So, you can see that there are some very talented young names out there doing big things under Gus Malzahn. You can also see that there are some names with huge potential to become big-time coaches. In particular, Travis Williams looks to be on the fast track to a defensive coordinator job soon, and guys like Dell McGee and Cadillac Williams could soon be star names in the coaching world. Gus’ influence is relatively new, but it’s becoming more widespread, and that’s going to continue as teams stay with the Hurry-Up No-Huddle offense that Gus proliferated.

• **DATA RECORDS**:

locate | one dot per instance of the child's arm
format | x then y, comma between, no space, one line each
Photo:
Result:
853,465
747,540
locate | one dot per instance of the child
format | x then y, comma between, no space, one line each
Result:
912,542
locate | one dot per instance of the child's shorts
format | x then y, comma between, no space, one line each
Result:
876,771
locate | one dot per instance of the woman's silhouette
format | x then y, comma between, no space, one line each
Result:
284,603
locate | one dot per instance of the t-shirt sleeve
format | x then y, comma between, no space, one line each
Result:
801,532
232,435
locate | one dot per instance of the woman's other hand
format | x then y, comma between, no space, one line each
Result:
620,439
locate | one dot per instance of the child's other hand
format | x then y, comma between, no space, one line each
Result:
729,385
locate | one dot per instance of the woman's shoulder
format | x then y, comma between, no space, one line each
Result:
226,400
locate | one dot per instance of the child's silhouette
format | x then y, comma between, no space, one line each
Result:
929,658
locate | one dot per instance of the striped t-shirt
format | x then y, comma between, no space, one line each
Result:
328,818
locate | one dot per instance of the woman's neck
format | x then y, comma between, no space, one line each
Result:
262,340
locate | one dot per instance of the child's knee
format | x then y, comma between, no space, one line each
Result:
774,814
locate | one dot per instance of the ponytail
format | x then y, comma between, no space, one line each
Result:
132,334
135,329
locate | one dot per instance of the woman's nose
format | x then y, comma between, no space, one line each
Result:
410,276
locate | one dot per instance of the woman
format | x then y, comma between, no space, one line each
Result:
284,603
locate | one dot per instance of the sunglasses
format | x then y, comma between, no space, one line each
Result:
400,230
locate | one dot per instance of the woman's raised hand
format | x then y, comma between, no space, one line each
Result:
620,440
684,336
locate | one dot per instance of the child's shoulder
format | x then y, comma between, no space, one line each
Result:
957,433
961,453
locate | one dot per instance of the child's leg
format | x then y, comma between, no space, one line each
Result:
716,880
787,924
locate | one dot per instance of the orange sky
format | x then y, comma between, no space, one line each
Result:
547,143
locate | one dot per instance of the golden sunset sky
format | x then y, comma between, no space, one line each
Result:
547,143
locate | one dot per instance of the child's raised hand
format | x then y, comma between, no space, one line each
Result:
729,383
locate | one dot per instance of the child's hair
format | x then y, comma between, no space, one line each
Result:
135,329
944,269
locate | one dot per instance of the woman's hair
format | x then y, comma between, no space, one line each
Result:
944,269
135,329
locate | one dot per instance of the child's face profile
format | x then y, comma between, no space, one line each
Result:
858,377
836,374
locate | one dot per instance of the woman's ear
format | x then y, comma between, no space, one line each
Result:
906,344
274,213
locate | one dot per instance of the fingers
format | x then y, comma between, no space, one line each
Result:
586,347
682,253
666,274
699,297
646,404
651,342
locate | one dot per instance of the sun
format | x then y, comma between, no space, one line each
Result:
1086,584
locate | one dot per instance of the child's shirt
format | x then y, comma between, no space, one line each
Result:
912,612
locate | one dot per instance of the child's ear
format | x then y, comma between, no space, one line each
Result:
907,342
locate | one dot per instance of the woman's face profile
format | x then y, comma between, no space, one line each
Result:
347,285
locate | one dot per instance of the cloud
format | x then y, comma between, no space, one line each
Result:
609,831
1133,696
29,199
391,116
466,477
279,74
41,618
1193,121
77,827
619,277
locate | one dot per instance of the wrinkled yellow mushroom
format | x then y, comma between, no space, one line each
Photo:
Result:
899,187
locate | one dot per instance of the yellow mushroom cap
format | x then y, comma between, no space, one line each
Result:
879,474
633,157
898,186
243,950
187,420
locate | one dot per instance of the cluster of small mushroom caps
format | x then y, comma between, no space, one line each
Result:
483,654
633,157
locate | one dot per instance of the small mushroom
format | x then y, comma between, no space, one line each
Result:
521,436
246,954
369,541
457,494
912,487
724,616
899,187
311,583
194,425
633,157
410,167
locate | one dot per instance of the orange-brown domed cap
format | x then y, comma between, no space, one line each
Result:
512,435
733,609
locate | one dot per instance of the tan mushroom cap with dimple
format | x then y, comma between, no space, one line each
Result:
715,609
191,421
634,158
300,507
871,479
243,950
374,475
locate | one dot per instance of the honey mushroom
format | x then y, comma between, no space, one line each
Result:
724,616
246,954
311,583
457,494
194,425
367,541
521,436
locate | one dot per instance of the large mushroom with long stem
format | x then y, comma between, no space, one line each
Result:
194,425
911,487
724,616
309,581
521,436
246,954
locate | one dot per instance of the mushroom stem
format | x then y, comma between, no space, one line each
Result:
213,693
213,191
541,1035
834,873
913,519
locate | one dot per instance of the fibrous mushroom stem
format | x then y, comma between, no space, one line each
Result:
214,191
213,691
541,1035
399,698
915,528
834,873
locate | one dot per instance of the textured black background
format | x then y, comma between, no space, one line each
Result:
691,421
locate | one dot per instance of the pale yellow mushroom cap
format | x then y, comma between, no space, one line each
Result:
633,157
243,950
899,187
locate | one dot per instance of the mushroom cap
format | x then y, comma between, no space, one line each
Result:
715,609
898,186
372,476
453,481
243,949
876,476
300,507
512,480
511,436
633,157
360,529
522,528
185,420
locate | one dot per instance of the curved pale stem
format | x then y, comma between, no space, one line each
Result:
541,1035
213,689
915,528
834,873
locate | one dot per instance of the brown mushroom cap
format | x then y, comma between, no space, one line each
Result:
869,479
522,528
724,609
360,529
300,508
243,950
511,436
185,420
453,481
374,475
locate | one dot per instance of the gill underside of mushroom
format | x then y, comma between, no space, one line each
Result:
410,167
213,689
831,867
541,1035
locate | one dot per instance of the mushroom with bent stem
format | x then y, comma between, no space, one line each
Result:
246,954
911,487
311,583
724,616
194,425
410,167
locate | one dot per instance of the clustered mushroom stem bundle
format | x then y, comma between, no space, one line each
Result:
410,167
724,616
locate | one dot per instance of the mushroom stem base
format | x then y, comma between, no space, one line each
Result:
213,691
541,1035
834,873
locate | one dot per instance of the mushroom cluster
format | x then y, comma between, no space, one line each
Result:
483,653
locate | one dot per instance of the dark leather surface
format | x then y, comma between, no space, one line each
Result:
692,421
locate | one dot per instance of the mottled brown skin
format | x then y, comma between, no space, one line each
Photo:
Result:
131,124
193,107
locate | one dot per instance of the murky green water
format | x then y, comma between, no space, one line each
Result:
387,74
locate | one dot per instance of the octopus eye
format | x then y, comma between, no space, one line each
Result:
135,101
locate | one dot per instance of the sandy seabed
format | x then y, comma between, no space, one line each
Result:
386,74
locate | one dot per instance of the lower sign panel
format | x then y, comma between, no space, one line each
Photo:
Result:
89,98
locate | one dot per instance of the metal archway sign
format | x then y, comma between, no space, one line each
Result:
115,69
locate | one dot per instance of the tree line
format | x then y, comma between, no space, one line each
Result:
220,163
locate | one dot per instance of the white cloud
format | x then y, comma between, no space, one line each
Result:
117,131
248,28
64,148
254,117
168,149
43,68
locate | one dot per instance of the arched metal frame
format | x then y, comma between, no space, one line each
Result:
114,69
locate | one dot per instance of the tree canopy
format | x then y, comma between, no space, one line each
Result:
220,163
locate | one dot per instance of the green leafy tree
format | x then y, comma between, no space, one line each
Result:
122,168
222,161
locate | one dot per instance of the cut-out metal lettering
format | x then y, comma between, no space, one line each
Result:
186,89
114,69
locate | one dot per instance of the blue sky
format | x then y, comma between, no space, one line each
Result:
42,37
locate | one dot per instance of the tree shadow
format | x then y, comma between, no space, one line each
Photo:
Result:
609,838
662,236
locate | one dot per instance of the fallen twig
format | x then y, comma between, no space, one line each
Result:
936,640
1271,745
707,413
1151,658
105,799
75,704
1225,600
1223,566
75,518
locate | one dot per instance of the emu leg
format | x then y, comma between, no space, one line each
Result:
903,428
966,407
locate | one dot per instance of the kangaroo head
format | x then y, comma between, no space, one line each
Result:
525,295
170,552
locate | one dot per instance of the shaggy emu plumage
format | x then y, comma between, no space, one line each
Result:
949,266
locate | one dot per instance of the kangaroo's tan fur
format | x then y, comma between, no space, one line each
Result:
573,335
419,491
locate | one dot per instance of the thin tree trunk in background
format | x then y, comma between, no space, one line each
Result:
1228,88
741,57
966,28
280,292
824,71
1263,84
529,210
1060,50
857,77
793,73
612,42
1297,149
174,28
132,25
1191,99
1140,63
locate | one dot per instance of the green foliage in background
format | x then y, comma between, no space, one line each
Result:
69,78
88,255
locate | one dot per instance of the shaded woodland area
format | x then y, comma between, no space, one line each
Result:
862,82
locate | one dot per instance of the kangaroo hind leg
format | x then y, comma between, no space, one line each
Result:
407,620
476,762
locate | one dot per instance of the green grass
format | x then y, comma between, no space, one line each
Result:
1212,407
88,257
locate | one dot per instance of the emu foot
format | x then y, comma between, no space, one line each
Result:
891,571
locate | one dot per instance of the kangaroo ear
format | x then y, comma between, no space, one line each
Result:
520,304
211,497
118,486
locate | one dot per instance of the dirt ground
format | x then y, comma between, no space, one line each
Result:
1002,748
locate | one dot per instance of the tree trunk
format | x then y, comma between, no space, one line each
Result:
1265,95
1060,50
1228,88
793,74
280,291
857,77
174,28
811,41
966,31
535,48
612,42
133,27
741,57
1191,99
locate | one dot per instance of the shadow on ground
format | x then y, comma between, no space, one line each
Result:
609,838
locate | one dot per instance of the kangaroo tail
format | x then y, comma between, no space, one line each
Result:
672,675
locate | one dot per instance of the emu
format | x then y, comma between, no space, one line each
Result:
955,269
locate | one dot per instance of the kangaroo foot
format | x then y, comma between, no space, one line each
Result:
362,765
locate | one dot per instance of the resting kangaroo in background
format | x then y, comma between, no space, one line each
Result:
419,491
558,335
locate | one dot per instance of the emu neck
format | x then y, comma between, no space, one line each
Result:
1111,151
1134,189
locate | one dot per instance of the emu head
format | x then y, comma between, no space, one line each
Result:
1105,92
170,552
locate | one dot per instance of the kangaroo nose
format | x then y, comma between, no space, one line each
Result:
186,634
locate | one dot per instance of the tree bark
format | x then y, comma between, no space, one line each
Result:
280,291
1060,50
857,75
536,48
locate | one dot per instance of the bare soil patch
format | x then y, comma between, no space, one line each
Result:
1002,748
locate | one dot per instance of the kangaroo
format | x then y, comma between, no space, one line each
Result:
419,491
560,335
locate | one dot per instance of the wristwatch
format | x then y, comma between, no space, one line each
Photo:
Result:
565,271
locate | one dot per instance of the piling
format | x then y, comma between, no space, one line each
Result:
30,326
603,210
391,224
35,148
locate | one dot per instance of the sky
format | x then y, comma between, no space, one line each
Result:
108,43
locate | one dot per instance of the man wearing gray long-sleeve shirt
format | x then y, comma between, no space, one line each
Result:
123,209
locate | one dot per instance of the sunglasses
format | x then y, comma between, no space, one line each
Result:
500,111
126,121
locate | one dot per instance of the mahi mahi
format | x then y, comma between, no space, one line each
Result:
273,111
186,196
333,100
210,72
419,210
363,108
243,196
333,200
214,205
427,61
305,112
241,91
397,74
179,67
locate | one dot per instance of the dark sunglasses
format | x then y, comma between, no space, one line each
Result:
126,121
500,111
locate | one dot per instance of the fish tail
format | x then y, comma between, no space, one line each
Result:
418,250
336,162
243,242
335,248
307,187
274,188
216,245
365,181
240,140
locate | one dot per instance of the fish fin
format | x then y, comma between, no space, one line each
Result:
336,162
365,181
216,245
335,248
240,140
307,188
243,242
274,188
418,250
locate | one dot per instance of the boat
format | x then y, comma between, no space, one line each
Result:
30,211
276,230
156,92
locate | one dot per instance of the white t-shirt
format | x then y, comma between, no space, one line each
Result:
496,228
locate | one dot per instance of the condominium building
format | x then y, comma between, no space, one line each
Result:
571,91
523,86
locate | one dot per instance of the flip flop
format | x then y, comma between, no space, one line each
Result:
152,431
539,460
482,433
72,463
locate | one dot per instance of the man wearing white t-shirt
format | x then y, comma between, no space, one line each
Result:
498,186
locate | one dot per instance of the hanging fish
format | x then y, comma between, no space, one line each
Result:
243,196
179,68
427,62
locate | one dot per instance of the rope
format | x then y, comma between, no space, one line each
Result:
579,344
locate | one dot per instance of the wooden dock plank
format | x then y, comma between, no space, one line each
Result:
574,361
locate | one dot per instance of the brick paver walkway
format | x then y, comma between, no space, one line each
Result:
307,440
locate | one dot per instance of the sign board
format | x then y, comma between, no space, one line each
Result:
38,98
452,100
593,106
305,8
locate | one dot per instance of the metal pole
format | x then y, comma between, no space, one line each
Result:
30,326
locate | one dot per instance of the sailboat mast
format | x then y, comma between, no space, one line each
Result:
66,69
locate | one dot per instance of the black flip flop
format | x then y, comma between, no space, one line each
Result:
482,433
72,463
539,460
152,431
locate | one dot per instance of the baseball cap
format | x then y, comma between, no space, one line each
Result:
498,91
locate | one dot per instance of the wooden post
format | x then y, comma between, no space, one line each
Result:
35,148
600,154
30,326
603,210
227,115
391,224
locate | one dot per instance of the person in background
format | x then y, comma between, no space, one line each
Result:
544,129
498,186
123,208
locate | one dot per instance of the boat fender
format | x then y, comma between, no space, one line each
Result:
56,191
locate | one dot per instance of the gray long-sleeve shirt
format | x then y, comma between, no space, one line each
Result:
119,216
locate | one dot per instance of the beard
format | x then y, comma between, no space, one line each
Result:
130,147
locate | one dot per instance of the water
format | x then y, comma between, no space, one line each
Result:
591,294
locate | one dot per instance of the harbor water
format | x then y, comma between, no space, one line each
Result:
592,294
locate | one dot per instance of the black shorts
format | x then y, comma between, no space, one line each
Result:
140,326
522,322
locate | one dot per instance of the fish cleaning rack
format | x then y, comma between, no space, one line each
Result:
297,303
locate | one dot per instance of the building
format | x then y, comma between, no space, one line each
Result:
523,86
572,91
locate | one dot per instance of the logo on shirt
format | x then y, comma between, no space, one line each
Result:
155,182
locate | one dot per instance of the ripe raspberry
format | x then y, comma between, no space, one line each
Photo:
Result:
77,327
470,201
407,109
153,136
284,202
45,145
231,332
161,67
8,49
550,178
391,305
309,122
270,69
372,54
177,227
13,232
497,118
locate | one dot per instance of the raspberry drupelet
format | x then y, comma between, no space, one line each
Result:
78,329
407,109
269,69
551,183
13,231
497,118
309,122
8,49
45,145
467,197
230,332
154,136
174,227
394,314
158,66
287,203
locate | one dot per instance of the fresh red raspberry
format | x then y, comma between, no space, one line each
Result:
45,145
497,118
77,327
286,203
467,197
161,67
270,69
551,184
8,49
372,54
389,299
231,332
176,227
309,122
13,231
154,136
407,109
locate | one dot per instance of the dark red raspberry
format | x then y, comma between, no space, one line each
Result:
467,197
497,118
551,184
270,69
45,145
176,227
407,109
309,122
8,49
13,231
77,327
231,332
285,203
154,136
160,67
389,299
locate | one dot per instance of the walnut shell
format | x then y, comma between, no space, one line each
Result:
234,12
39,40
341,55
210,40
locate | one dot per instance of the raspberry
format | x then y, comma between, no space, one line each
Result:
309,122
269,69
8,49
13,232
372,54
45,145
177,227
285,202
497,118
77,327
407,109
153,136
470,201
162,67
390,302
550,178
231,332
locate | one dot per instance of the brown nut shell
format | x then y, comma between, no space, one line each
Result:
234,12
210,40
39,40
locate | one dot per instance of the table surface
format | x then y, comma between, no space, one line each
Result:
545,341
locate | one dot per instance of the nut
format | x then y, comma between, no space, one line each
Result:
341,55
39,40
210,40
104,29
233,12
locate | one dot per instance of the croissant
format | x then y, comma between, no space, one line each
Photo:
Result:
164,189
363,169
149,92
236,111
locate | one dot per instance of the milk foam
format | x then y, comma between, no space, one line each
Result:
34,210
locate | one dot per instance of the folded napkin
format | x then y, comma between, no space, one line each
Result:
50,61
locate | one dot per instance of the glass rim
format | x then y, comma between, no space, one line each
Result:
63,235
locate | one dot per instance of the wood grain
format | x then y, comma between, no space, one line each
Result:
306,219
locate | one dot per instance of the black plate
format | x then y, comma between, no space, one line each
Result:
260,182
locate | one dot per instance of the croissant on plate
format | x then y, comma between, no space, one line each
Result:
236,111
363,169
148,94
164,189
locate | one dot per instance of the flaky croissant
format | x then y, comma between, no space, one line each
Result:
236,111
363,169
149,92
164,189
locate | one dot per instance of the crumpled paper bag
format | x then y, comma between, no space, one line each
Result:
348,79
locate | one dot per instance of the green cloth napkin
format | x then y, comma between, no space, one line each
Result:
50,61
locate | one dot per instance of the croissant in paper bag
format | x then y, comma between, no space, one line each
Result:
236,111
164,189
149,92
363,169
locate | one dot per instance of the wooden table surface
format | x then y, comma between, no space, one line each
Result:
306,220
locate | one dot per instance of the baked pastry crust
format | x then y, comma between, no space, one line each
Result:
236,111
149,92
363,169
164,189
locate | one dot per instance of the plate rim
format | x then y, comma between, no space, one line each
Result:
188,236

• **PROMPT 1**: In the text about coaches under Gus Malzahn, who looks to be on the fast track to a defensive coordinator job?
• **PROMPT 2**: Return the passage from the text about coaches under Gus Malzahn that runs from "So, you can" up to and including "that Gus proliferated.", copied word for word.

• **EXERCISE RESPONSE 1**: Travis Williams

• **EXERCISE RESPONSE 2**:
So, you can see that there are some very talented young names out there doing big things under Gus Malzahn. You can also see that there are some names with huge potential to become big-time coaches. In particular, Travis Williams looks to be on the fast track to a defensive coordinator job soon, and guys like Dell McGee and Cadillac Williams could soon be star names in the coaching world. Gus’ influence is relatively new, but it’s becoming more widespread, and that’s going to continue as teams stay with the Hurry-Up No-Huddle offense that Gus proliferated.